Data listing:
↓

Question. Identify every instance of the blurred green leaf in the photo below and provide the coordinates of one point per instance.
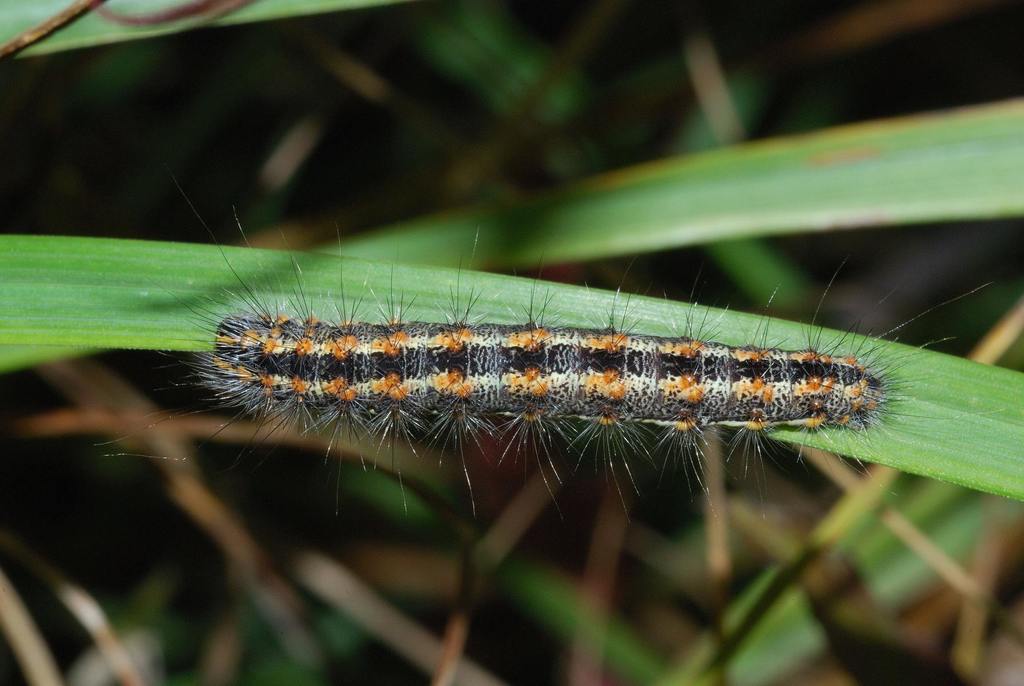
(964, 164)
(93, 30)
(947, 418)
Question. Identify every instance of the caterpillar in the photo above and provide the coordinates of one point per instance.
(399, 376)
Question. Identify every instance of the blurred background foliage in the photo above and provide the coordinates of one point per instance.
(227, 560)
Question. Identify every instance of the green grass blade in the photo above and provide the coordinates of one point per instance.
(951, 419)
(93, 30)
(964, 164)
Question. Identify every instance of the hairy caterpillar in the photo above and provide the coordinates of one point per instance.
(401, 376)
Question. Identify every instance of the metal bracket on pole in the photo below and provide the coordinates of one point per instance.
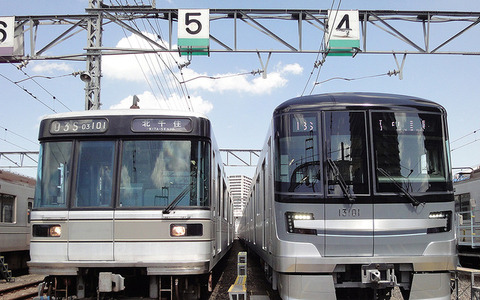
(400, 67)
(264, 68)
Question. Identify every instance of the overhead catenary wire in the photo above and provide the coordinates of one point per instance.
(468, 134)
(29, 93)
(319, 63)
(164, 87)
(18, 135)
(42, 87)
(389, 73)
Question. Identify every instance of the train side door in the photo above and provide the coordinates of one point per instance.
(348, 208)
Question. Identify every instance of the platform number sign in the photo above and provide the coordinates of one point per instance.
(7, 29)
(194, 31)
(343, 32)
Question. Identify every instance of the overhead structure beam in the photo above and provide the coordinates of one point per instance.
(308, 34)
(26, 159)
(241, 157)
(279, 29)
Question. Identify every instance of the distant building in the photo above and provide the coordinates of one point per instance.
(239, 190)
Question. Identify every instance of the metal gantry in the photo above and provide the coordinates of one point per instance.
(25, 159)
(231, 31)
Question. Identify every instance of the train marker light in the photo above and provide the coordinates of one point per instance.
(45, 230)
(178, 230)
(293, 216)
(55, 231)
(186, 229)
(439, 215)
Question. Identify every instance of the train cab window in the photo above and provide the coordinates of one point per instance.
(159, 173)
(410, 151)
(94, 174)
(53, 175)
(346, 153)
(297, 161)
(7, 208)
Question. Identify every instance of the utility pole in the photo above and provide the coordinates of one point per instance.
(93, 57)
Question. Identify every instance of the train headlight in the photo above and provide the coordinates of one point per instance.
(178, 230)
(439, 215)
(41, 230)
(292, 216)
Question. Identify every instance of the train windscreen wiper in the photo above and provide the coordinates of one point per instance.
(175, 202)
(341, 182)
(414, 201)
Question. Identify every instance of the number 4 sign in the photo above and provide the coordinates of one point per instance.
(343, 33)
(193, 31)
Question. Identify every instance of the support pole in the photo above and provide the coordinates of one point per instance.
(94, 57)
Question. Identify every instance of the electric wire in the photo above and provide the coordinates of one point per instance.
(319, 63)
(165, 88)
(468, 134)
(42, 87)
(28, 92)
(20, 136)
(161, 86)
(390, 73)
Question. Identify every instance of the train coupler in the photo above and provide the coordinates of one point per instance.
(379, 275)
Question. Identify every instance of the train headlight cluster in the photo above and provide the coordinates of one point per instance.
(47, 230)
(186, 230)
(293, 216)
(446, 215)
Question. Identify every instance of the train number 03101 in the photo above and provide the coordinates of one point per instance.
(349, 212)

↑

— Your instructions —
Rewrite every item above, substituting "Mark each occurrence" for each "Identify every instance" and keeping everything else the same, with the pictures left out.

— Written response —
Question. Mark each occurrence of the blurred green leaf in the photo below and provide the coordinates of one point per instance.
(964, 164)
(93, 30)
(947, 418)
Question. Mark each occurrence of the caterpillar in the photo above and provide the coordinates of one point per instance.
(399, 376)
Question. Mark each occurrence of the blurred background foliage in the photo above and provide the coordinates of one point per instance.
(227, 560)
Question. Mark each occurrence of the green grass blade in the photo above and provide the coordinates of one point per instance.
(951, 419)
(93, 30)
(964, 164)
Question. Mark each occurrence of the hairy caterpillar in the photo above and provide the coordinates of one point per instance.
(401, 376)
Question. Mark each occurrence of the metal bracket on pole in the photo below and provide the coordinates of one point per instance.
(400, 67)
(264, 68)
Question. Mark each occurrence of the overhead catenary wire in the photo above and provide the coordinates of one point per instance.
(468, 134)
(29, 93)
(319, 63)
(164, 87)
(18, 135)
(42, 87)
(389, 73)
Question. Mark each occurrence of the train side door in the photo above and provide the coordinates of one point per instance.
(348, 208)
Question. Mark each occurrence of the platform number sign in the photo above and provide the coordinates of one point per instance.
(7, 29)
(194, 31)
(343, 32)
Question. Mark each occurrence of the overhead structure beam in the photo above and provide the coordinates of one point per instance.
(308, 34)
(26, 159)
(241, 157)
(279, 29)
Question. Mark each occurrence of the distant building in the photo above and provide the coordinates of one point per instance.
(239, 190)
Question. Mark each occurrence of the metal gantry in the photo above and provide the coordinates of one point per instance.
(25, 159)
(231, 31)
Question. Mark each occurrence of the train marker light in the photo above and provide the coordinates of one point per instance.
(45, 230)
(178, 230)
(293, 216)
(55, 231)
(186, 229)
(439, 215)
Question. Mark each occurrence of the train cab window in the photo above and provide the coordinates of one point per instance.
(159, 173)
(410, 151)
(94, 174)
(53, 175)
(346, 153)
(297, 161)
(7, 208)
Question. Mark each occurrence of the utility pole in the photo above and provide the coordinates of one point per instance.
(93, 57)
Question. Mark each occurrence of the train headlight in the photo above and provide the coordinates of one point per instance.
(178, 230)
(439, 215)
(41, 230)
(292, 216)
Question. Mark each occurrence of the train windscreen wiper in the photo above and provide the coordinates of one point per instance.
(175, 202)
(341, 182)
(414, 201)
Question. Mark each occurrence of the number 4 sign in the photo above and provide the coordinates of one point per instance.
(343, 33)
(193, 31)
Question. Mark each occurrence of the support pole in the photo above and provide the coordinates of one point per instance.
(94, 57)
Question. Mark each occurrence of the electric wire in the photo above and provide the coordinates of one point per instance.
(319, 63)
(165, 88)
(468, 134)
(42, 87)
(28, 92)
(20, 136)
(161, 86)
(390, 73)
Question. Mark each occurrence of the train coupler in the photo above and provide the coordinates of one point per instance.
(379, 275)
Question. Mark each occurrence of the train headlight cluster in the photo above and provide the coordinates of one point per instance.
(47, 230)
(186, 230)
(293, 216)
(446, 215)
Question. Mark each occurrence of the train number 03101 in the photo above and provide the coordinates of one point per instance.
(349, 212)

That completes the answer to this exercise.